_Your goal_
Only one range belongs in the answer: the line holding "the cobblestone street" through the last line of the records, reproduced as is.

┄┄┄┄┄┄┄┄┄┄┄┄┄┄┄┄┄┄┄┄

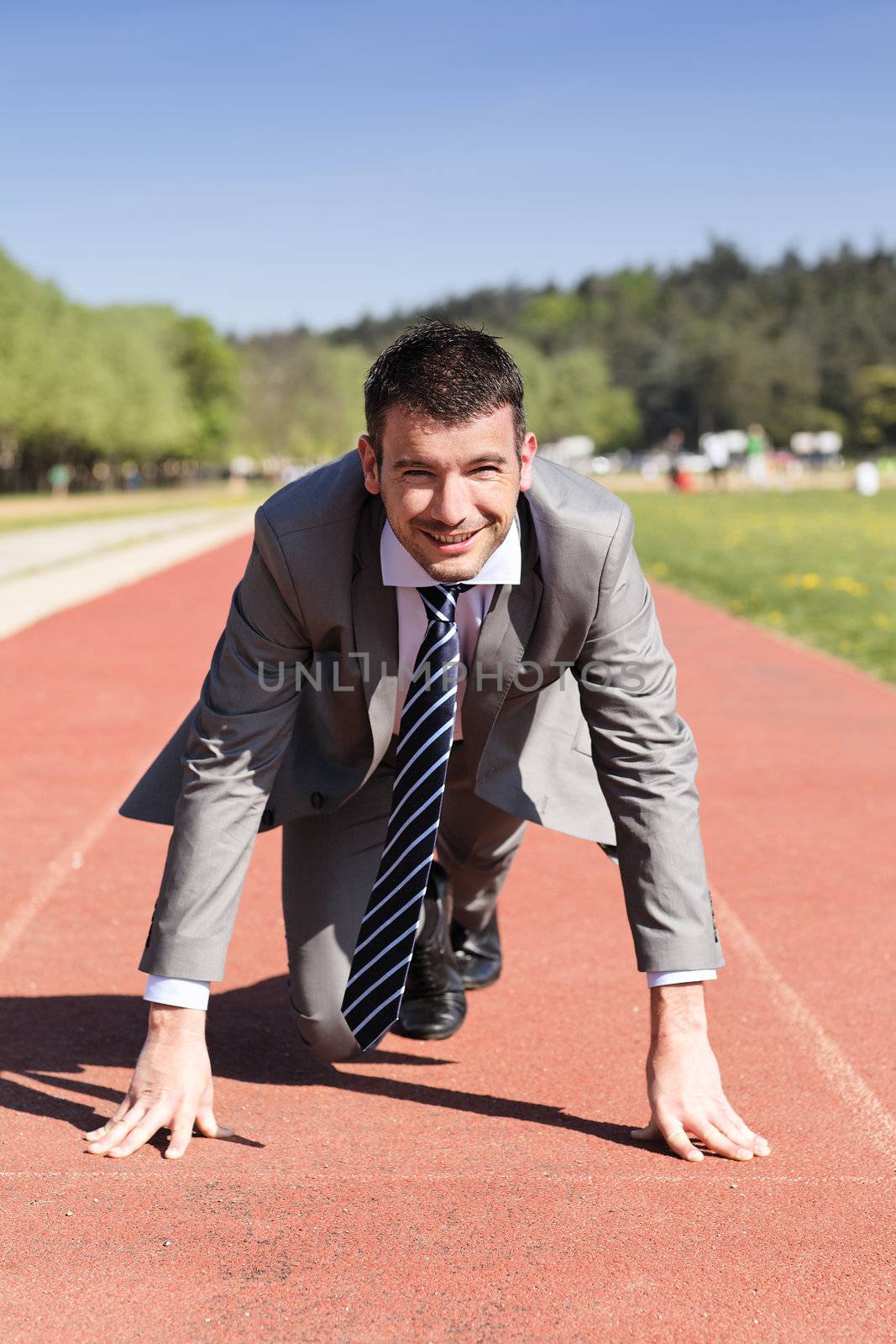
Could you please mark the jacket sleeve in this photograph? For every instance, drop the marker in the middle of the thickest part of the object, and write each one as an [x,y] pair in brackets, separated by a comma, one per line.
[647,763]
[238,736]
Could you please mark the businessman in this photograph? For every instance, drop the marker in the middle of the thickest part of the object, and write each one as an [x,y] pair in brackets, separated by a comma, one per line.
[437,640]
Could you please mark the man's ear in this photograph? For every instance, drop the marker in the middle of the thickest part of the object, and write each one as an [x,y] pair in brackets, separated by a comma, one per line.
[527,454]
[369,463]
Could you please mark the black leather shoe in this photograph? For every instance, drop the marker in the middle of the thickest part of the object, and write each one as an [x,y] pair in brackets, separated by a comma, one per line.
[434,1003]
[479,954]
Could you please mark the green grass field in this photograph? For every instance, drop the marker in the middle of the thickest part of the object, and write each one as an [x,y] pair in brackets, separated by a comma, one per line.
[817,564]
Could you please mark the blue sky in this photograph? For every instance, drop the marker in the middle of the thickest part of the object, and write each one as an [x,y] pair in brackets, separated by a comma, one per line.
[275,163]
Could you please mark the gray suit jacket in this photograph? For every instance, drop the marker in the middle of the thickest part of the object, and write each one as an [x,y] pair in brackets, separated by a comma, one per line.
[569,714]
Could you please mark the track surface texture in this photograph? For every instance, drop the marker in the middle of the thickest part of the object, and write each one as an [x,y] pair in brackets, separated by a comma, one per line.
[484,1187]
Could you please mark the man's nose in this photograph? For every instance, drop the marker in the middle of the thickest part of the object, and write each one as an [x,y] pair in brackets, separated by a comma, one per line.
[450,501]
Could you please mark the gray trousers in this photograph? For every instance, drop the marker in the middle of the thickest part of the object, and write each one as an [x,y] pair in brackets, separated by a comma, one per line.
[329,864]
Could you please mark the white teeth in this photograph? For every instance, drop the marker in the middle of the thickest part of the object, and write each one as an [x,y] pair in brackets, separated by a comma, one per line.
[452,541]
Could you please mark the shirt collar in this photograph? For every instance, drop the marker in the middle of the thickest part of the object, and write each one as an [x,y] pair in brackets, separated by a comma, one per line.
[402,570]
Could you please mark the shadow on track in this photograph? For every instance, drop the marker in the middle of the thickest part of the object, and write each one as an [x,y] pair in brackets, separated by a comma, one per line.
[250,1039]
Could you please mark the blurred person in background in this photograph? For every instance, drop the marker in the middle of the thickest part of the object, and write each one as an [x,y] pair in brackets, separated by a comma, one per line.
[757,456]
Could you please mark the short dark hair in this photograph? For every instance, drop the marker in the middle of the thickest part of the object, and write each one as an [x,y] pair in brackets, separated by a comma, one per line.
[446,371]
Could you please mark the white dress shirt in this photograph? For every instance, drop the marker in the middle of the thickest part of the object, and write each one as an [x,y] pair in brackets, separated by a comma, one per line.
[405,575]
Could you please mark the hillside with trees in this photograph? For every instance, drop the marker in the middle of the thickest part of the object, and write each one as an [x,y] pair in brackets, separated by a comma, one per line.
[621,356]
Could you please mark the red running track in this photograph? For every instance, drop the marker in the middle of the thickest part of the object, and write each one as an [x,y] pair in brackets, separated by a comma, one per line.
[485,1187]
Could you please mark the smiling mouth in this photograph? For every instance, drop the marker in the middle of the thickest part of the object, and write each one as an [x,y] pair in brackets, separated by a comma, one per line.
[452,538]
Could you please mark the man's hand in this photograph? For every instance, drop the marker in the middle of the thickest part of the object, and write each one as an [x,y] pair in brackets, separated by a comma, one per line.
[684,1085]
[172,1086]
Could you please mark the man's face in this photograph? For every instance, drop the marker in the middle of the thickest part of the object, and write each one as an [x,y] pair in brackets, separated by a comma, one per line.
[449,492]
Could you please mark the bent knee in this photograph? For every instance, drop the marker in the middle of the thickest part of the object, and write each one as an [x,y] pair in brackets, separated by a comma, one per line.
[328,1038]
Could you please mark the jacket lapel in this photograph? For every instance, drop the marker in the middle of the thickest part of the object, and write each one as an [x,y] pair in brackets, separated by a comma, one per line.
[499,651]
[375,628]
[503,640]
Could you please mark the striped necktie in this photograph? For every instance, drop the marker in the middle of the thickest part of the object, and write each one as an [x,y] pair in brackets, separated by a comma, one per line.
[426,730]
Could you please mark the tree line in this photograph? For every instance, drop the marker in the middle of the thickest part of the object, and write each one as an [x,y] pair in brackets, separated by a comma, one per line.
[622,356]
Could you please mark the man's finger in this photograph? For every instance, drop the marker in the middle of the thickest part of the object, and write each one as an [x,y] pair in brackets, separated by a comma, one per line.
[741,1133]
[647,1133]
[181,1132]
[673,1136]
[120,1113]
[679,1142]
[207,1126]
[116,1131]
[152,1121]
[719,1142]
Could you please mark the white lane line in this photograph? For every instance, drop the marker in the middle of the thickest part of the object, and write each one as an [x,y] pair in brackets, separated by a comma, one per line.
[852,1089]
[36,596]
[66,862]
[727,1171]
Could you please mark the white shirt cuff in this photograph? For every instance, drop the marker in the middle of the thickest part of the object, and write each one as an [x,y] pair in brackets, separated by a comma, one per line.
[678,978]
[179,994]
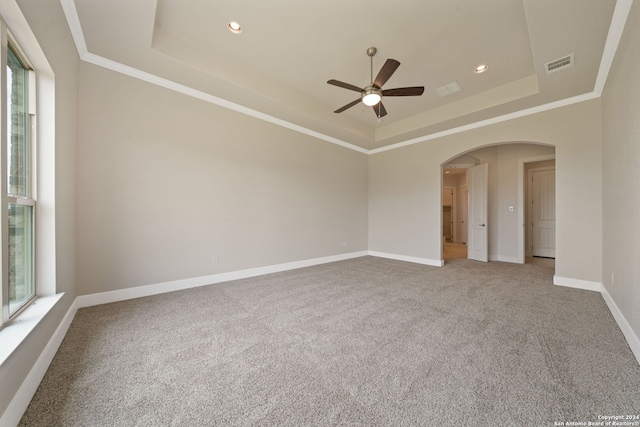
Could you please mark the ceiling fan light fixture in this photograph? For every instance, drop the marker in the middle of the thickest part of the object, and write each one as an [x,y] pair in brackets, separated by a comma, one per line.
[234,27]
[371,97]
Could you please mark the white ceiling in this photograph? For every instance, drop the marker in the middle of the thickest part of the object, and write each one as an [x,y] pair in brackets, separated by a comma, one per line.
[278,67]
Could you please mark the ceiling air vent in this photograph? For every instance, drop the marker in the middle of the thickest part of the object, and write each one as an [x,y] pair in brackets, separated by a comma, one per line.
[558,64]
[448,89]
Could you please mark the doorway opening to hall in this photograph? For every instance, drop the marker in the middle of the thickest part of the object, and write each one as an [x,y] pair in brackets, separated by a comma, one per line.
[455,196]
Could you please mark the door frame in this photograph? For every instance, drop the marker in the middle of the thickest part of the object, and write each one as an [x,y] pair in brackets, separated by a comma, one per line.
[522,205]
[483,254]
[528,250]
[454,212]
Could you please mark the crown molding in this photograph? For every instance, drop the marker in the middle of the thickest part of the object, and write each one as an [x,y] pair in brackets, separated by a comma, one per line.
[620,14]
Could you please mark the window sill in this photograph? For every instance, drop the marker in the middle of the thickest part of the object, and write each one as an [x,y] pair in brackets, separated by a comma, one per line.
[18,329]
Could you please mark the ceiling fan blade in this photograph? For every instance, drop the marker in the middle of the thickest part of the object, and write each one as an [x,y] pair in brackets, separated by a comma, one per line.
[386,72]
[346,107]
[344,85]
[404,91]
[379,110]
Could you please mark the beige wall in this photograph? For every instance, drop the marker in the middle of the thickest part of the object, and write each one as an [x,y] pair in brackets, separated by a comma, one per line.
[50,27]
[404,188]
[165,181]
[621,175]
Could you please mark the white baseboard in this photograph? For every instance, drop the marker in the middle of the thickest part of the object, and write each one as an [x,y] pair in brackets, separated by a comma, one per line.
[425,261]
[586,285]
[27,390]
[510,259]
[178,285]
[632,339]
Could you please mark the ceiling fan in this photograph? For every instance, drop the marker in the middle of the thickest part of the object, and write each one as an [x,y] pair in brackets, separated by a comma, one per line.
[373,93]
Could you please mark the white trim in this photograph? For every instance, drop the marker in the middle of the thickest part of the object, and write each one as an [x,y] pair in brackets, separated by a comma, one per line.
[18,405]
[618,21]
[177,285]
[523,204]
[19,328]
[616,28]
[509,259]
[415,260]
[506,117]
[632,339]
[586,285]
[203,96]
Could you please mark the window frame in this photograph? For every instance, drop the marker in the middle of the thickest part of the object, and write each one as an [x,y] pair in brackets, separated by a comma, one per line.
[9,312]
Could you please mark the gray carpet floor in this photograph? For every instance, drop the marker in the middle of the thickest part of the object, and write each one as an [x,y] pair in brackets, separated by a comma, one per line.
[363,342]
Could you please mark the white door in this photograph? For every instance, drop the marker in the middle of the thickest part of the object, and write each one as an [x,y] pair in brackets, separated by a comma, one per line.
[464,202]
[543,185]
[478,247]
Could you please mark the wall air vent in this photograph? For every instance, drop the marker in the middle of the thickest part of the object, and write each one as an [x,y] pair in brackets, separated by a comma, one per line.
[559,64]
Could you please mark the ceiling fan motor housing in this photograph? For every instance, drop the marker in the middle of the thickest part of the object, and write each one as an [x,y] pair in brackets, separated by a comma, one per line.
[371,95]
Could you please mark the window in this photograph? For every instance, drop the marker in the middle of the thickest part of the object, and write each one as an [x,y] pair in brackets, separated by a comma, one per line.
[19,273]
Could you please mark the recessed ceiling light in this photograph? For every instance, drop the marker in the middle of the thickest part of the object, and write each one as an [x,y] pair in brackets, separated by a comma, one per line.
[234,27]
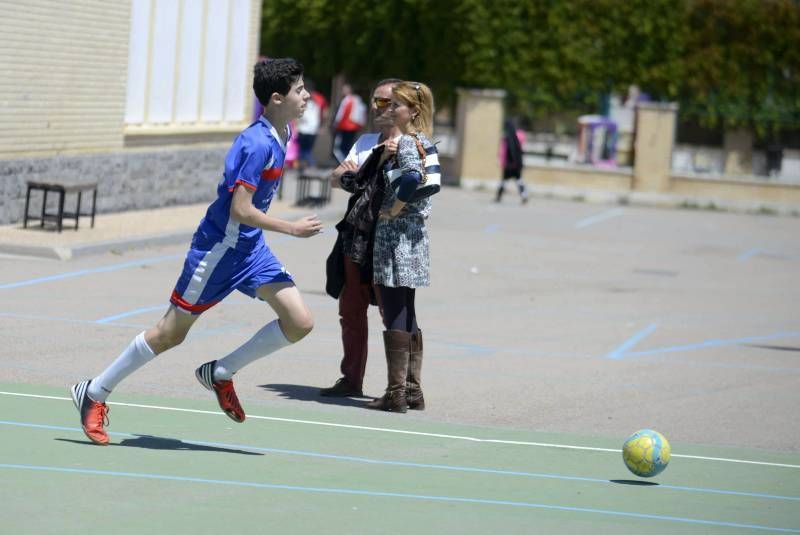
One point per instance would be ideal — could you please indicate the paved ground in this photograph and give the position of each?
(556, 316)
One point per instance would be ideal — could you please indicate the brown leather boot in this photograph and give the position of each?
(397, 344)
(416, 400)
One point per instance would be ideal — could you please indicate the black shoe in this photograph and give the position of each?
(341, 389)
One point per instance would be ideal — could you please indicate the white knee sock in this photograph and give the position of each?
(267, 340)
(136, 355)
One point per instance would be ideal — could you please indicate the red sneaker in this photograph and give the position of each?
(94, 415)
(226, 395)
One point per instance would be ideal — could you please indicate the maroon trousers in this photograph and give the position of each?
(353, 305)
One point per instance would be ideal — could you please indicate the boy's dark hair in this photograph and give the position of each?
(275, 76)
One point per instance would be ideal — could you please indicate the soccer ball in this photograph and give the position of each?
(646, 453)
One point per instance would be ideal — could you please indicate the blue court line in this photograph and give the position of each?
(37, 317)
(608, 214)
(135, 312)
(413, 465)
(632, 341)
(84, 272)
(358, 492)
(712, 343)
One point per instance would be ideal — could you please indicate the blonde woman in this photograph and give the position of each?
(401, 259)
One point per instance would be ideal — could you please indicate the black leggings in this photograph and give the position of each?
(398, 308)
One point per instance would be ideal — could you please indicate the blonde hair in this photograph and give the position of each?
(418, 96)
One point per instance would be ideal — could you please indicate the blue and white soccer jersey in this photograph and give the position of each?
(225, 254)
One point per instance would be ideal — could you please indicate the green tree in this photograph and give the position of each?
(743, 64)
(728, 62)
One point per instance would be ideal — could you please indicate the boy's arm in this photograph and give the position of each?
(243, 211)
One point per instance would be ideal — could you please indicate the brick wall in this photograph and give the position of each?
(129, 180)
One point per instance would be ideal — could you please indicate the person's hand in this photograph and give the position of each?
(307, 226)
(386, 213)
(390, 147)
(347, 165)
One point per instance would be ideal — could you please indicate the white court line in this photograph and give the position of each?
(597, 218)
(407, 432)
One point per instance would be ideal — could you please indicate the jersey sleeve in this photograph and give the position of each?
(253, 160)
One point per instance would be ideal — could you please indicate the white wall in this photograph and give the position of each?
(189, 62)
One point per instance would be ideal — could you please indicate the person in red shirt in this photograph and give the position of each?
(351, 116)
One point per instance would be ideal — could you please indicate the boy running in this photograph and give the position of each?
(227, 253)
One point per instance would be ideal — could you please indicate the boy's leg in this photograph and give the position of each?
(293, 323)
(89, 396)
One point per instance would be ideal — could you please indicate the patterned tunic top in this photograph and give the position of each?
(401, 255)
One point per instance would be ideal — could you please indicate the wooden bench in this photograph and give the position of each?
(305, 179)
(61, 190)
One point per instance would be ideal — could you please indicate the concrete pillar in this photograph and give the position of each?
(655, 136)
(479, 124)
(738, 146)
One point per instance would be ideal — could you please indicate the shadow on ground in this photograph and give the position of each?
(311, 393)
(159, 443)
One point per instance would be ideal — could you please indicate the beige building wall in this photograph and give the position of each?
(479, 119)
(655, 136)
(62, 87)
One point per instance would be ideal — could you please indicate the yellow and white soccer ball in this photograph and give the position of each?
(646, 453)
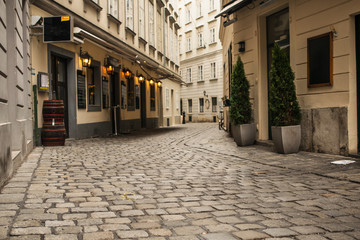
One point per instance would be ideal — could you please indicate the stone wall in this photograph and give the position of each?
(325, 130)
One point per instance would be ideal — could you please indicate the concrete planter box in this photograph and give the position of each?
(244, 134)
(286, 138)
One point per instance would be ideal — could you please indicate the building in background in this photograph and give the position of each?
(324, 54)
(16, 126)
(200, 59)
(132, 61)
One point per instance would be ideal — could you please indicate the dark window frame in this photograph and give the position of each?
(96, 72)
(327, 38)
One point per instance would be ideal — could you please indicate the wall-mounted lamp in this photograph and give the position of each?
(332, 28)
(127, 72)
(141, 78)
(241, 46)
(85, 58)
(109, 68)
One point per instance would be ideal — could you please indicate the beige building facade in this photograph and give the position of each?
(322, 41)
(200, 60)
(131, 63)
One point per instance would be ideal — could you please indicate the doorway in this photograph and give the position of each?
(115, 101)
(59, 85)
(277, 31)
(143, 104)
(357, 46)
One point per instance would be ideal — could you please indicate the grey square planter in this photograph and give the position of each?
(244, 134)
(286, 138)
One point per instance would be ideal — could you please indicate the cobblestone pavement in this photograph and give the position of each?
(188, 182)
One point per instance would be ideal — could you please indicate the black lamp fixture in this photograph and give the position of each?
(141, 78)
(127, 72)
(85, 58)
(109, 67)
(241, 46)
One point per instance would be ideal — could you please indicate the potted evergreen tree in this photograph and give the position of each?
(285, 115)
(242, 130)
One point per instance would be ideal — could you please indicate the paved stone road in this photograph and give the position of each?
(189, 182)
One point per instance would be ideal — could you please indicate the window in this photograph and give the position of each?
(320, 63)
(200, 40)
(213, 70)
(167, 98)
(151, 25)
(200, 73)
(212, 35)
(188, 75)
(190, 105)
(129, 14)
(114, 8)
(188, 16)
(131, 93)
(201, 104)
(199, 9)
(188, 44)
(159, 29)
(214, 104)
(212, 5)
(152, 97)
(94, 88)
(142, 19)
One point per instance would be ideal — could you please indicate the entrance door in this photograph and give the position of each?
(115, 102)
(277, 31)
(59, 85)
(357, 42)
(143, 104)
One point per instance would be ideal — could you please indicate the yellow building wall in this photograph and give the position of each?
(307, 19)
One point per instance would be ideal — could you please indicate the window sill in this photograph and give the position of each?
(142, 40)
(94, 5)
(212, 11)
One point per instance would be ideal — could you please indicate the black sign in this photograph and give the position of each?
(81, 90)
(58, 29)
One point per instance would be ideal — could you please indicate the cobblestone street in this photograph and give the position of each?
(188, 182)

┄┄┄┄┄┄┄┄┄┄┄┄┄┄┄┄┄┄┄┄

_Result below_
One point per instance would be ideal — could you please indicate the cobblestone street in this photograph and give the position of each?
(188, 182)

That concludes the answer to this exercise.